# [Task directions]
Which lines of the records below contain the word "grass"? Show each one.

START Listed entries

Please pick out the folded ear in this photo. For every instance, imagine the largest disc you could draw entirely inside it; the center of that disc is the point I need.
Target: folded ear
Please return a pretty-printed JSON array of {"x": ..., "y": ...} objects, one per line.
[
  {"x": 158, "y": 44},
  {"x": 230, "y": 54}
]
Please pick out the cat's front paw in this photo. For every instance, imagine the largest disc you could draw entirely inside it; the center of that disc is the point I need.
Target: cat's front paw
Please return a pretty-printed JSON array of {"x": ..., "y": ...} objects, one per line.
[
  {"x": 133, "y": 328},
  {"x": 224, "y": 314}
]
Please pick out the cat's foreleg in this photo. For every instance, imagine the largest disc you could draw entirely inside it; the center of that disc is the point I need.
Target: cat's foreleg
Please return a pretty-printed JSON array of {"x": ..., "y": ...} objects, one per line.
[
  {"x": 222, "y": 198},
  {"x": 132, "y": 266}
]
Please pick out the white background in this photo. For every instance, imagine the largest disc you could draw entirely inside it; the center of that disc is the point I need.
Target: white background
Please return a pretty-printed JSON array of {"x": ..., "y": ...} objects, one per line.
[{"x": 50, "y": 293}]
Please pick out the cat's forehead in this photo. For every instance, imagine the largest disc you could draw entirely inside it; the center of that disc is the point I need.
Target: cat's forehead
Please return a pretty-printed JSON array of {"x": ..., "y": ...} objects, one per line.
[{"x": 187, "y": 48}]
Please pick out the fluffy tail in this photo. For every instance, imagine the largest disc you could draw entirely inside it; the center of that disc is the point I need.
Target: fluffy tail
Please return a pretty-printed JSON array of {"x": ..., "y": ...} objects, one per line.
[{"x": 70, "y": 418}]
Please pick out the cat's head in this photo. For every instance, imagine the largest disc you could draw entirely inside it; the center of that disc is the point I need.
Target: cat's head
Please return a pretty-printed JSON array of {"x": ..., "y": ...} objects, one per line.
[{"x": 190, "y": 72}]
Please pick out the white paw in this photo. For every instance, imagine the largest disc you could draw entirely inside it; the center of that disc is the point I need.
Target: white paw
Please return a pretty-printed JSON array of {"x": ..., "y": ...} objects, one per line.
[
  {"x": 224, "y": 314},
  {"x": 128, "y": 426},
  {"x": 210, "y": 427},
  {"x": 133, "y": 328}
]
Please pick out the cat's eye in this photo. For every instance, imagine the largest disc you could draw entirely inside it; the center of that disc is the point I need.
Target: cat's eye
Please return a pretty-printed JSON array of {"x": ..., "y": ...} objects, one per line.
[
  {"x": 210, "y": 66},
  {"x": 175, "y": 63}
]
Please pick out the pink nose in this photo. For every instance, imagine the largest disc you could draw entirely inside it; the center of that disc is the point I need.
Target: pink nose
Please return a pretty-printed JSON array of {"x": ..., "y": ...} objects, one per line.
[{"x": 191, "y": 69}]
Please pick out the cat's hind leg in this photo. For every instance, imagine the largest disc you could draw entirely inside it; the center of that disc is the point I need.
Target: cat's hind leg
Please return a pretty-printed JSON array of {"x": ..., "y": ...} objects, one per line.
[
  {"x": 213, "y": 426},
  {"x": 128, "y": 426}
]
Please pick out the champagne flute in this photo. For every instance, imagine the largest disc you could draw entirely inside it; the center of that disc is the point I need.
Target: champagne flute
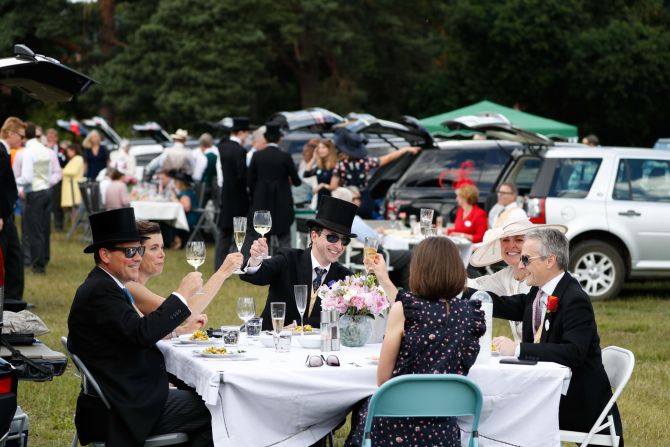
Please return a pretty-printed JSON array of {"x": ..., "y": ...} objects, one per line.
[
  {"x": 277, "y": 313},
  {"x": 300, "y": 292},
  {"x": 246, "y": 309},
  {"x": 195, "y": 256},
  {"x": 263, "y": 224},
  {"x": 239, "y": 233}
]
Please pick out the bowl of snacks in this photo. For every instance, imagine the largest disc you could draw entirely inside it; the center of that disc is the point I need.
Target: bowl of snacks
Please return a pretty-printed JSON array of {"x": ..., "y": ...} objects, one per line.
[{"x": 309, "y": 340}]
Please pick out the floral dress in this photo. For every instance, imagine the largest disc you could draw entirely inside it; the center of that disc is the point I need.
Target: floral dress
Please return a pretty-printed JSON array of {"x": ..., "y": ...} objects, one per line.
[{"x": 429, "y": 346}]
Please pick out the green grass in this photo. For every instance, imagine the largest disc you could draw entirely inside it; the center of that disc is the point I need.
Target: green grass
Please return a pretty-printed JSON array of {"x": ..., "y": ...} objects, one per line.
[{"x": 636, "y": 321}]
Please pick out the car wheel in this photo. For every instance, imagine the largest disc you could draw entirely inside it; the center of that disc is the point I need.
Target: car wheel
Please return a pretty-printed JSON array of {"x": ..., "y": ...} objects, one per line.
[{"x": 599, "y": 269}]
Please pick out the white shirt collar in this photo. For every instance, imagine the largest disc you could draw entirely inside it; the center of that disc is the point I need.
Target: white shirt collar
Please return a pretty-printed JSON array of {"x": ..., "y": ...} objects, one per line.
[
  {"x": 315, "y": 263},
  {"x": 550, "y": 286}
]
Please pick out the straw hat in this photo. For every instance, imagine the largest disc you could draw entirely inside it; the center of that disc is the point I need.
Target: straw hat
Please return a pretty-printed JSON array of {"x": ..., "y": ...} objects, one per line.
[{"x": 490, "y": 252}]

END Listed entries

# [Response to the exercise]
Please pick out the green grass in this photo. For every instance, imagine the largest disc you could draw entirely inside it; the center of that disc is the point I need.
Target: green grass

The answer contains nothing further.